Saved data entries
══════════════════════════════
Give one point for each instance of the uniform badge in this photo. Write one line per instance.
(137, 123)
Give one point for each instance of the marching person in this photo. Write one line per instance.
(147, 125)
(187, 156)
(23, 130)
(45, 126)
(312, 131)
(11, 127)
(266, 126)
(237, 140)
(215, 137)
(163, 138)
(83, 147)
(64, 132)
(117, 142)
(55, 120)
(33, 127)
══════════════════════════════
* [GIVEN PROBLEM] Reproduce these lines, replacing "one point" with "a single point" and leaving everything else unchanged.

* [WRITTEN RESPONSE]
Give a single point for each instance of the uniform badge in this photo. Write one line per instance.
(137, 123)
Give a single point for each instance of the marching person in this photo. Write one line per instance.
(147, 125)
(187, 156)
(23, 130)
(45, 126)
(312, 131)
(11, 127)
(266, 126)
(237, 140)
(215, 137)
(163, 138)
(83, 147)
(64, 132)
(117, 142)
(55, 120)
(33, 127)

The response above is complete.